EXTRACTED TEXT:
———
So in a haze of Fred Frith wonder (and possibly seeking some kind of outlet for all that teenage guitar angst) I started checking out some other improv guitarists. This is where Derek Bailey comes into the picture. Bailey played guitar in a horrible, angular, discordant and celestial manner, the main idea being to improvise without relying on jazz in any form. I recently picked up his Carpal Tunnel record (documenting the decline of his ability to play due to the effects of carpal tunnel syndrome) and the opening track is just a fantastic piece of work.

(Check out the fantastic Tzadik label for more)

Derek Bailey - Explanation & Thanks - Carpal Tunnel Syndrome.
(obituary by Gavin Bryars)

Next to a man who also performed at this years Sonorities festival, albeit minus almost all of his homemade creations, Rafael Toral. Well known in alternative circles as a free-floating experimental guitarist/composer, the Portuguese maestro has recently been embarking on what he has titled the 'Space Program', suffice to say that this involves creating sparse electronic worlds out of homemade instruments; his performance at this year's Sonorities involved charming resonances out of cymbals using a short-circuited, hand-held amplifier. Here is a brief excerpt from the first track in the Space opus.

Rafael Toral - Space (excerpt)
———
SUPPLIED INFORMATION:

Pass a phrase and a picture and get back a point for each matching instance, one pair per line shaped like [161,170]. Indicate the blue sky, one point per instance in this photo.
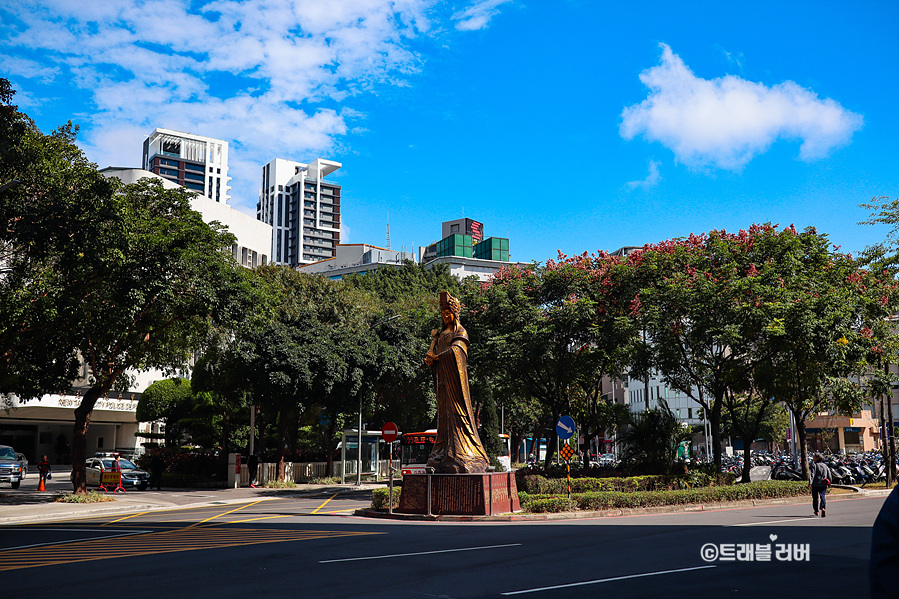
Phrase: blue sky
[566,125]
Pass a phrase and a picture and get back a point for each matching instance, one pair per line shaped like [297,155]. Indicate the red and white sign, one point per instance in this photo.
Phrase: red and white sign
[389,432]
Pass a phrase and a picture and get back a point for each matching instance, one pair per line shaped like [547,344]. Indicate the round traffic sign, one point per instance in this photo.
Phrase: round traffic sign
[389,432]
[565,427]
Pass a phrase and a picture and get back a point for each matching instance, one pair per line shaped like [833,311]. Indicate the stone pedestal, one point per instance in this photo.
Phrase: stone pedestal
[486,494]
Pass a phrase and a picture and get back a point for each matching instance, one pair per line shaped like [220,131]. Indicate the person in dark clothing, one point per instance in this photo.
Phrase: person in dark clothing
[252,468]
[819,479]
[157,465]
[884,565]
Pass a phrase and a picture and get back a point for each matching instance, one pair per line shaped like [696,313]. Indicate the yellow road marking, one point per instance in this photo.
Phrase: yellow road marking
[185,539]
[224,514]
[125,518]
[260,518]
[327,501]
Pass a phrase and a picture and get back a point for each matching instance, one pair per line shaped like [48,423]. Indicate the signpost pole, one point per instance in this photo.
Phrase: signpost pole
[389,433]
[564,430]
[390,470]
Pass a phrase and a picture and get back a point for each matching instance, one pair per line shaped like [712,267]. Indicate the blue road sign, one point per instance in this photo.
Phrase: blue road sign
[565,427]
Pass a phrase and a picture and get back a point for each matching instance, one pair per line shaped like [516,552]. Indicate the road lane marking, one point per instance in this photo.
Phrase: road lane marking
[223,514]
[774,521]
[55,543]
[601,580]
[327,501]
[260,518]
[154,543]
[125,518]
[356,559]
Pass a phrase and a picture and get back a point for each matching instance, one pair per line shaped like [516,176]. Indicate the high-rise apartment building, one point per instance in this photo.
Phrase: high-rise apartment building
[302,208]
[194,161]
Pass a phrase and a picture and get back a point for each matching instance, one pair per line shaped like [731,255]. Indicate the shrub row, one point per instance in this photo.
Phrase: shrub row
[534,483]
[599,500]
[379,498]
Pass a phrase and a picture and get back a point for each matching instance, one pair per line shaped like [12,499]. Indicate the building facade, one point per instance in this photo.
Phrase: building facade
[356,258]
[193,161]
[303,210]
[254,238]
[466,252]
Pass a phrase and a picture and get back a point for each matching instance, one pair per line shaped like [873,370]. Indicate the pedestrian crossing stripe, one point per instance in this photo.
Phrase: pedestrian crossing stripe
[168,541]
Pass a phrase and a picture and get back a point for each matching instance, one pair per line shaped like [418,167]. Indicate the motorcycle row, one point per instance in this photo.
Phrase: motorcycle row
[858,469]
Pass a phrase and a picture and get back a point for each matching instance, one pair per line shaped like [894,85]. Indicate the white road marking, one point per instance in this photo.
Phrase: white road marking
[355,559]
[774,521]
[601,580]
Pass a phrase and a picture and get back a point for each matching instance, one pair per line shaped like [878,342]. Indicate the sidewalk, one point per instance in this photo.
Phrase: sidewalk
[29,506]
[32,507]
[617,512]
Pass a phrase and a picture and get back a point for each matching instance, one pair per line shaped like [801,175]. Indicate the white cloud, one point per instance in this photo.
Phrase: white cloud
[725,122]
[478,15]
[652,178]
[274,77]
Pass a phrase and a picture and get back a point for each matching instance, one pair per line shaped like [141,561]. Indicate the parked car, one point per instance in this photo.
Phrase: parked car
[11,469]
[132,476]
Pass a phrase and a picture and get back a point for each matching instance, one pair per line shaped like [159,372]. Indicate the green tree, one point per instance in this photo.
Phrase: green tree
[170,400]
[828,326]
[58,214]
[119,277]
[549,332]
[154,305]
[651,438]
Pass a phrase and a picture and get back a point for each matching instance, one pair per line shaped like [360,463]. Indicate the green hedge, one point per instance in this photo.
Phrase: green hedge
[533,483]
[379,498]
[599,500]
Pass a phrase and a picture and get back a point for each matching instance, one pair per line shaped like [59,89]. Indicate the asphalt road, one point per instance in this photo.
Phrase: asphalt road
[309,546]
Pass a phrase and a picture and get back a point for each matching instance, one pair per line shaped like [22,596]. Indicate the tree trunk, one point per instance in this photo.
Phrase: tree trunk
[885,441]
[79,437]
[331,429]
[803,445]
[747,457]
[715,426]
[892,437]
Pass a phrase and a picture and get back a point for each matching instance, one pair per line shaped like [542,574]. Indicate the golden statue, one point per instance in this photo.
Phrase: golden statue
[458,448]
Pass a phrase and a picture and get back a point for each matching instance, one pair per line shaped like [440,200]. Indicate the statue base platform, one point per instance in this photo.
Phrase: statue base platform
[485,494]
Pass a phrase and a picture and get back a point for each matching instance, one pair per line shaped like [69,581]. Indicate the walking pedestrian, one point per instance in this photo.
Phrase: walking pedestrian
[819,480]
[252,468]
[43,468]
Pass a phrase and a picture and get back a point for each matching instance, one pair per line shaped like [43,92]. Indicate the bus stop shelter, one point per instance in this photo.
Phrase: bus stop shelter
[351,465]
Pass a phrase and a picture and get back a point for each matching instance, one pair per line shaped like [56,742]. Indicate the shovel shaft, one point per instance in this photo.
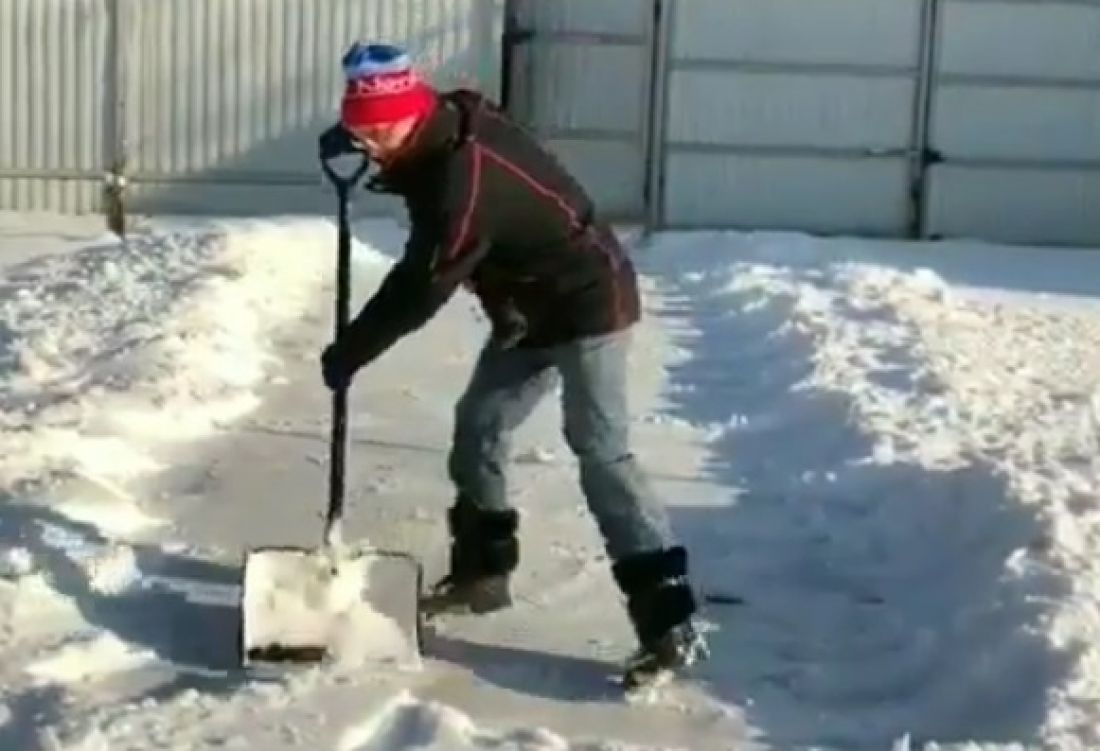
———
WHAT YOU WILL DO:
a - Name every person mentioned in the text on experimental guitarists.
b - Return the passage of the text on experimental guitarists that starts at "(Check out the" and ends at "- Space (excerpt)".

SOLUTIONS TO THE PROBLEMS:
a -
Fred Frith
Derek Bailey
Gavin Bryars
Rafael Toral

b -
(Check out the fantastic Tzadik label for more)

Derek Bailey - Explanation & Thanks - Carpal Tunnel Syndrome.
(obituary by Gavin Bryars)

Next to a man who also performed at this years Sonorities festival, albeit minus almost all of his homemade creations, Rafael Toral. Well known in alternative circles as a free-floating experimental guitarist/composer, the Portuguese maestro has recently been embarking on what he has titled the 'Space Program', suffice to say that this involves creating sparse electronic worlds out of homemade instruments; his performance at this year's Sonorities involved charming resonances out of cymbals using a short-circuited, hand-held amplifier. Here is a brief excerpt from the first track in the Space opus.

Rafael Toral - Space (excerpt)